* **Study text**:
····················
I, and I suspect many of you, have had an occasional professional experience in which a patient experienced a wholly unanticipated recovery, or some other event that seemed totally beyond scientific explanation. My mind is open, I believe, to the possibility that there may from time to time be divine intervention in a patient’s living or dying. Yet, it would never occur to me that such an event or events could be studied in the setting of a randomized, controlled clinical trial. There is simply no basis for study of such events within our scientific constructions of human pathophysiology.

The methodology used was virtually beyond reproach. The study was conducted in the years 1997-1999, and included 799 eligible patients <18 years who agreed to participate. The patients were randomized at hospital discharge to a control or intercessory prayer (IP) group within 24 hours, and standard cardiovascular care was provided to both groups.

The patients were divided into high- and low-risk groups on the basis of five commonly accepted risk factors. A total of 215 intercessors were recruited from local religious or community interest groups; each intercessor prayed for a mean of 7.4 patients, at least once a week for a total of 26 weeks, or until a primary end-point occurred. Primary end-points included death, cardiac arrest, coronary revascularization, CV rehospitalization or emergency department visit for CV disease. Intercessors had no contact with patients.
····················
* **What you will do**:
A – In the prayer study commentary, rewrite everything from "The patients were divided" down to "contact with patients.", putting "clinical criteria" in place of "risk factors".
B – Answer these questions from the prayer study commentary:
(i) In which years was the study conducted?
(ii) How many intercessors were recruited?
(iii) For how many weeks did each intercessor pray?
C – Extend the commentary on the intercessory prayer study past its last sentence.
The items have no connection to the commentary on the intercessory prayer study.

* **Stored data entries**:
····················
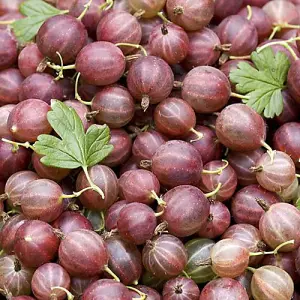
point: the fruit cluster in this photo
(149, 149)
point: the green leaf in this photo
(37, 12)
(96, 139)
(67, 124)
(26, 29)
(297, 204)
(74, 148)
(37, 8)
(56, 154)
(264, 83)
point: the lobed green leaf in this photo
(263, 83)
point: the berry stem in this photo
(7, 22)
(250, 13)
(223, 47)
(159, 214)
(86, 8)
(145, 102)
(4, 197)
(240, 57)
(217, 171)
(262, 204)
(199, 135)
(77, 96)
(76, 194)
(159, 200)
(275, 251)
(163, 17)
(143, 295)
(251, 269)
(134, 46)
(275, 30)
(145, 164)
(177, 84)
(110, 272)
(91, 183)
(215, 191)
(270, 151)
(185, 274)
(107, 5)
(69, 295)
(239, 96)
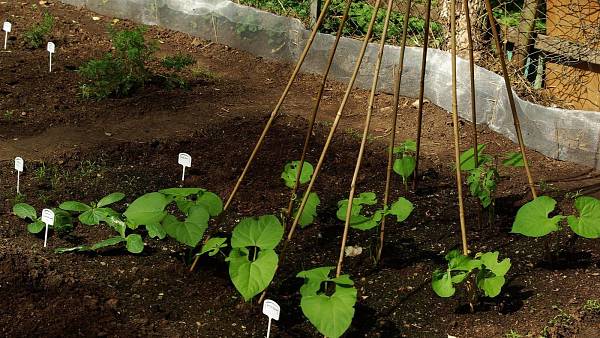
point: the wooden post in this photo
(525, 28)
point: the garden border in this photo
(570, 135)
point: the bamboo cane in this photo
(394, 120)
(363, 142)
(422, 90)
(461, 207)
(279, 103)
(511, 98)
(315, 110)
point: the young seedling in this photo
(94, 213)
(402, 208)
(490, 276)
(327, 302)
(253, 260)
(62, 220)
(405, 163)
(289, 174)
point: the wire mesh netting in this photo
(553, 45)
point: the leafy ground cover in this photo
(70, 157)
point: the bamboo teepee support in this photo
(461, 207)
(394, 121)
(472, 78)
(365, 135)
(315, 110)
(511, 98)
(336, 122)
(275, 111)
(422, 90)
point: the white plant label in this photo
(185, 160)
(48, 219)
(6, 27)
(19, 166)
(51, 48)
(271, 310)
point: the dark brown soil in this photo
(81, 149)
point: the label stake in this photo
(48, 219)
(185, 160)
(51, 48)
(19, 166)
(271, 310)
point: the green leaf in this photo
(290, 171)
(147, 209)
(24, 210)
(532, 218)
(156, 231)
(588, 223)
(36, 227)
(192, 230)
(310, 210)
(490, 261)
(74, 206)
(402, 208)
(467, 158)
(135, 244)
(251, 278)
(514, 160)
(211, 201)
(180, 192)
(264, 232)
(331, 315)
(110, 199)
(441, 283)
(405, 167)
(490, 283)
(212, 246)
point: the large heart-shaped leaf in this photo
(251, 277)
(191, 231)
(290, 171)
(147, 209)
(588, 223)
(402, 208)
(331, 315)
(74, 206)
(264, 232)
(310, 210)
(24, 210)
(532, 218)
(110, 199)
(405, 166)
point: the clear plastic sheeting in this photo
(568, 135)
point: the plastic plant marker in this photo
(6, 27)
(48, 219)
(51, 48)
(271, 310)
(19, 166)
(185, 160)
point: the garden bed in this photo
(82, 150)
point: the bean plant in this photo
(327, 302)
(489, 273)
(361, 220)
(289, 174)
(405, 163)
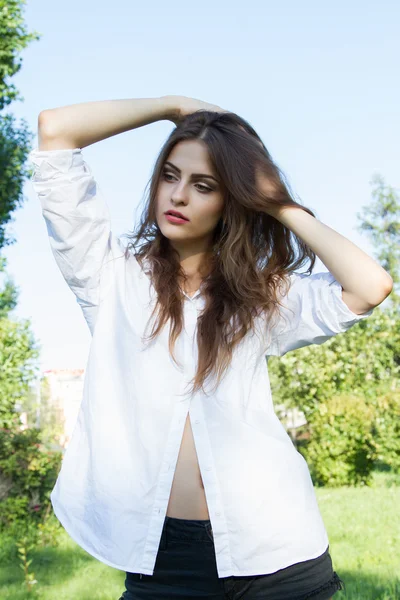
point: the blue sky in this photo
(319, 83)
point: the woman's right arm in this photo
(76, 213)
(80, 125)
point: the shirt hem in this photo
(124, 568)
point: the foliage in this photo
(340, 450)
(27, 475)
(18, 354)
(360, 359)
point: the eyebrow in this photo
(193, 174)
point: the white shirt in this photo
(113, 488)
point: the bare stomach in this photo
(187, 499)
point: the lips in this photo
(175, 213)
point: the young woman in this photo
(194, 493)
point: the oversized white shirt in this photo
(112, 492)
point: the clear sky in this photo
(318, 81)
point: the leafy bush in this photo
(350, 433)
(28, 472)
(340, 450)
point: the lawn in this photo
(364, 532)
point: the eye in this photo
(204, 190)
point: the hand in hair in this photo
(184, 106)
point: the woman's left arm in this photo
(365, 283)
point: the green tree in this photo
(347, 386)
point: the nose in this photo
(179, 193)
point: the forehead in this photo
(190, 155)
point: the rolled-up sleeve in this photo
(313, 312)
(78, 224)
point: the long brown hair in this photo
(253, 253)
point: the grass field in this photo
(363, 525)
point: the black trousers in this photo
(186, 568)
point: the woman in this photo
(194, 493)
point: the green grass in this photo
(362, 523)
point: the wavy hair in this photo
(253, 253)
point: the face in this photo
(189, 185)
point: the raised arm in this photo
(80, 125)
(76, 214)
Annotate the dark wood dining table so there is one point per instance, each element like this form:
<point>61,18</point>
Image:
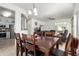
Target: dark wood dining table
<point>44,44</point>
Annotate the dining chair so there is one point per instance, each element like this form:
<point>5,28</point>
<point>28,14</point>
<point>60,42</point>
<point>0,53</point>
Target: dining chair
<point>18,43</point>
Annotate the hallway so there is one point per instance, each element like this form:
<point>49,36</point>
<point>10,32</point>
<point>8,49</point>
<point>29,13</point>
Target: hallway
<point>7,47</point>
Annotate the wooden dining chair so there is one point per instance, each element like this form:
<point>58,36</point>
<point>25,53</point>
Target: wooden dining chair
<point>24,44</point>
<point>49,34</point>
<point>67,50</point>
<point>18,43</point>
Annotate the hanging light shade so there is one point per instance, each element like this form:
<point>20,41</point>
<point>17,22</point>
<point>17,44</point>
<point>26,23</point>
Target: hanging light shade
<point>29,12</point>
<point>33,11</point>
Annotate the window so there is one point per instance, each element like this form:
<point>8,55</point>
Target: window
<point>23,22</point>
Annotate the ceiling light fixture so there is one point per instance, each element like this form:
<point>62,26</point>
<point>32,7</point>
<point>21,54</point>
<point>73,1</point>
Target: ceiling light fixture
<point>33,11</point>
<point>6,13</point>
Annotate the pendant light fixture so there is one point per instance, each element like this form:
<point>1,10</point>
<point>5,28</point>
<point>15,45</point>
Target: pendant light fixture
<point>33,11</point>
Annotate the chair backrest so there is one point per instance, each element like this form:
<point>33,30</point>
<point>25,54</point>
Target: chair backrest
<point>24,37</point>
<point>68,44</point>
<point>18,38</point>
<point>49,33</point>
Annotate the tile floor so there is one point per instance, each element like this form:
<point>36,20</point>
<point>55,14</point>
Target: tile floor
<point>7,47</point>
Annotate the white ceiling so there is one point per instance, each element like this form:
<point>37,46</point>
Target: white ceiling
<point>53,10</point>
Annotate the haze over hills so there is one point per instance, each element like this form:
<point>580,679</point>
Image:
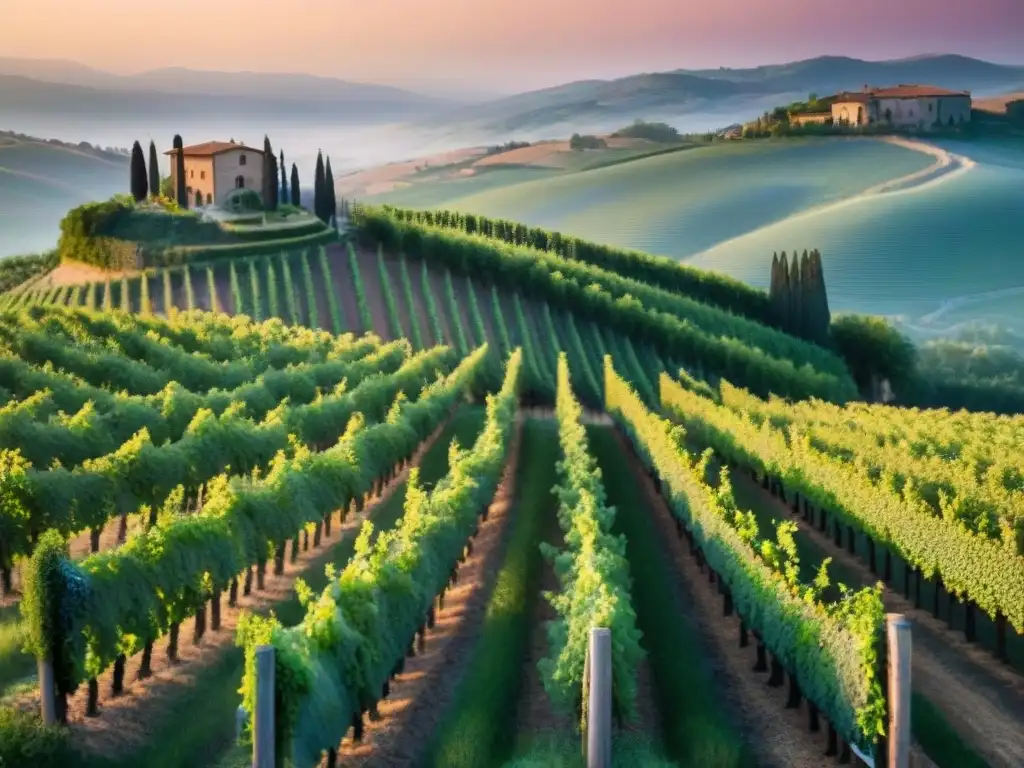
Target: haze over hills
<point>724,95</point>
<point>54,85</point>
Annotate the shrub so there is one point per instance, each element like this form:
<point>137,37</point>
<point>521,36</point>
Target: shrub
<point>239,201</point>
<point>872,348</point>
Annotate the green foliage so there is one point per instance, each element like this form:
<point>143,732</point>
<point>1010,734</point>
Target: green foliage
<point>431,304</point>
<point>138,591</point>
<point>242,201</point>
<point>312,313</point>
<point>189,292</point>
<point>87,235</point>
<point>579,143</point>
<point>17,269</point>
<point>335,663</point>
<point>211,289</point>
<point>291,300</point>
<point>715,289</point>
<point>474,732</point>
<point>237,297</point>
<point>455,315</point>
<point>272,292</point>
<point>414,320</point>
<point>337,318</point>
<point>393,320</point>
<point>832,649</point>
<point>258,313</point>
<point>168,292</point>
<point>873,349</point>
<point>660,132</point>
<point>26,741</point>
<point>593,572</point>
<point>366,318</point>
<point>765,359</point>
<point>144,304</point>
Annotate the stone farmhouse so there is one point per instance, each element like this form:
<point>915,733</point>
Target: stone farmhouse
<point>921,107</point>
<point>214,169</point>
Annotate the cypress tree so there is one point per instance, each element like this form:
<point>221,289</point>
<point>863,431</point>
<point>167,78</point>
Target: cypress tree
<point>179,172</point>
<point>284,178</point>
<point>272,185</point>
<point>139,185</point>
<point>775,290</point>
<point>822,313</point>
<point>269,177</point>
<point>330,202</point>
<point>318,202</point>
<point>784,302</point>
<point>296,198</point>
<point>796,315</point>
<point>807,305</point>
<point>154,170</point>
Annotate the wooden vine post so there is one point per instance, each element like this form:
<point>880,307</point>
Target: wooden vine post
<point>599,698</point>
<point>263,725</point>
<point>898,653</point>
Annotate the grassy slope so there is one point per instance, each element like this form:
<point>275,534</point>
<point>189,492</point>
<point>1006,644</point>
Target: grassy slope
<point>199,733</point>
<point>40,181</point>
<point>694,204</point>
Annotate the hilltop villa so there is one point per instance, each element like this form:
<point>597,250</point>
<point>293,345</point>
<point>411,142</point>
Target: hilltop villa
<point>215,168</point>
<point>920,107</point>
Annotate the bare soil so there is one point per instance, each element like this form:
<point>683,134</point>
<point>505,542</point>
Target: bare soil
<point>779,735</point>
<point>125,721</point>
<point>980,698</point>
<point>423,693</point>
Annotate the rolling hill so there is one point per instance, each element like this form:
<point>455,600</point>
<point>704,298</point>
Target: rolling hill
<point>40,180</point>
<point>722,94</point>
<point>890,247</point>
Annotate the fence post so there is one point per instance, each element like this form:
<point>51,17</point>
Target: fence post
<point>263,725</point>
<point>898,741</point>
<point>599,707</point>
<point>46,692</point>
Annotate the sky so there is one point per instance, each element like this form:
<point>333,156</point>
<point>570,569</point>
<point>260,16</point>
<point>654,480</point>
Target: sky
<point>497,45</point>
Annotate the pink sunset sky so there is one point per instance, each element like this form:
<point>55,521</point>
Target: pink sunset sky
<point>504,46</point>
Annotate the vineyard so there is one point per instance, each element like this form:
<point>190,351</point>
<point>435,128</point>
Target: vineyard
<point>363,504</point>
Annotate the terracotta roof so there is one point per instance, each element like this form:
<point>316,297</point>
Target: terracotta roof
<point>914,91</point>
<point>899,91</point>
<point>209,148</point>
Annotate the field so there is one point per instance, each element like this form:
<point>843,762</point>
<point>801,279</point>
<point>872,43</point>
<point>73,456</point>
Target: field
<point>901,253</point>
<point>269,441</point>
<point>39,181</point>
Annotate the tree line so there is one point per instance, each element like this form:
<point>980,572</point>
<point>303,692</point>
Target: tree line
<point>798,296</point>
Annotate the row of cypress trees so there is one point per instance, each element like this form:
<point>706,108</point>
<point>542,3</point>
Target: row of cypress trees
<point>145,182</point>
<point>798,296</point>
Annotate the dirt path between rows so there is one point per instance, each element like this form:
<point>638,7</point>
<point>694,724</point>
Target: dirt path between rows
<point>982,700</point>
<point>124,721</point>
<point>424,692</point>
<point>779,735</point>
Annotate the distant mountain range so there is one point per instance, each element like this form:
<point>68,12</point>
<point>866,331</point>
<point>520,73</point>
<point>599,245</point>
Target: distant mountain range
<point>725,95</point>
<point>602,103</point>
<point>56,85</point>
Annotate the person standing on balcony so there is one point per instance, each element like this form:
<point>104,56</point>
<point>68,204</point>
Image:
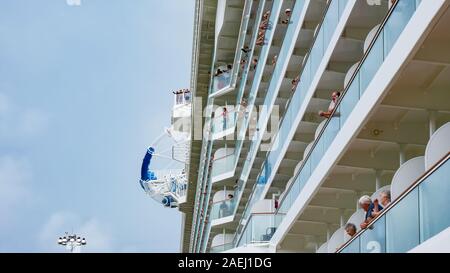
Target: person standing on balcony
<point>385,199</point>
<point>368,206</point>
<point>334,99</point>
<point>350,229</point>
<point>254,63</point>
<point>225,117</point>
<point>288,13</point>
<point>295,83</point>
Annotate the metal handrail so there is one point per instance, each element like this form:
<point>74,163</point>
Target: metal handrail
<point>357,70</point>
<point>302,69</point>
<point>402,196</point>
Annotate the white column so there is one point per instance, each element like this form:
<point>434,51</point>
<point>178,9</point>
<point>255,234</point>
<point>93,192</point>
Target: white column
<point>432,121</point>
<point>342,222</point>
<point>377,179</point>
<point>402,153</point>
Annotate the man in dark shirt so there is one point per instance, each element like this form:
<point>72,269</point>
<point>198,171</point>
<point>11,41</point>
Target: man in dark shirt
<point>368,206</point>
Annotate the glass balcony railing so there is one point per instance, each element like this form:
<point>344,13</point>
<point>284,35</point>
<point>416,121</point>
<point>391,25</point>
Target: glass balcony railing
<point>224,125</point>
<point>410,221</point>
<point>259,229</point>
<point>321,42</point>
<point>222,209</point>
<point>387,35</point>
<point>221,81</point>
<point>222,166</point>
<point>227,80</point>
<point>221,248</point>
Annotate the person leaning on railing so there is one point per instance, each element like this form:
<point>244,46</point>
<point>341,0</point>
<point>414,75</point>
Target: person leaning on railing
<point>334,98</point>
<point>350,229</point>
<point>369,207</point>
<point>295,83</point>
<point>288,13</point>
<point>385,199</point>
<point>265,24</point>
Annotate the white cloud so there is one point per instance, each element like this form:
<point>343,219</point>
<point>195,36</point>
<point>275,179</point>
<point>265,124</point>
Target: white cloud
<point>14,176</point>
<point>4,103</point>
<point>16,122</point>
<point>98,237</point>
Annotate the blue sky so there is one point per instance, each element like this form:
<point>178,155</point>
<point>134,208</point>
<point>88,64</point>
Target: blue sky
<point>83,91</point>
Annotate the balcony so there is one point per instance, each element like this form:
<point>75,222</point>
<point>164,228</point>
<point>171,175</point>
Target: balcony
<point>223,208</point>
<point>224,125</point>
<point>411,220</point>
<point>363,74</point>
<point>224,164</point>
<point>221,242</point>
<point>222,82</point>
<point>259,228</point>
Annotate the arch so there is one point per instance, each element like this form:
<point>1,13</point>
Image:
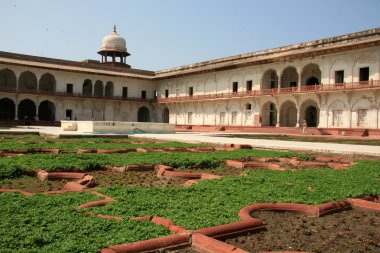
····················
* **Solved tasks**:
A –
The patients were divided into high- and low-risk groups on the basis of five commonly accepted clinical criteria. A total of 215 intercessors were recruited from local religious or community interest groups; each intercessor prayed for a mean of 7.4 patients, at least once a week for a total of 26 weeks, or until a primary end-point occurred. Primary end-points included death, cardiac arrest, coronary revascularization, CV rehospitalization or emergency department visit for CV disease. Intercessors had no contact with patients.

B –
(i) 1997-1999
(ii) 215
(iii) 26 weeks, or until a primary end-point occurred

C –
Intercessory prayer had no significant effect on medical outcomes in this study. This was not the first study of intercessory prayer, nor is it likely to be the last. It was, however, carefully done, although the investigators readily point out some of the possible weaknesses in their discussion. Nonetheless, the results were not surprising, at least to this observer. Imagine the shock, if you will, of a significant result favoring intercessory prayer! That would surely challenge our scientific paradigms. It is important to note, however, that this study in no way invalidates any of the issues discussed above relating to the association of spirituality and health.

“Disease at once affects and is affected by what we call the emotional life. Thus, the physician who attempts to take care of a patient while he neglects this factor is as unscientific as the investigator who neglects to control all the conditions that may affect his experiment … The good physician knows his patients through and through, and his knowledge is bought dearly. Time, sympathy and understanding must be lavishly dispensed, but the reward is to be found in that personal bond which forms the greatest satisfaction of the practice of medicine. One of the essential qualities of the clinician is interest in humanity, for the secret of the care of the patient is in caring for the patient.” — Francis Weld Peabody, Harvard Medical School, 1928.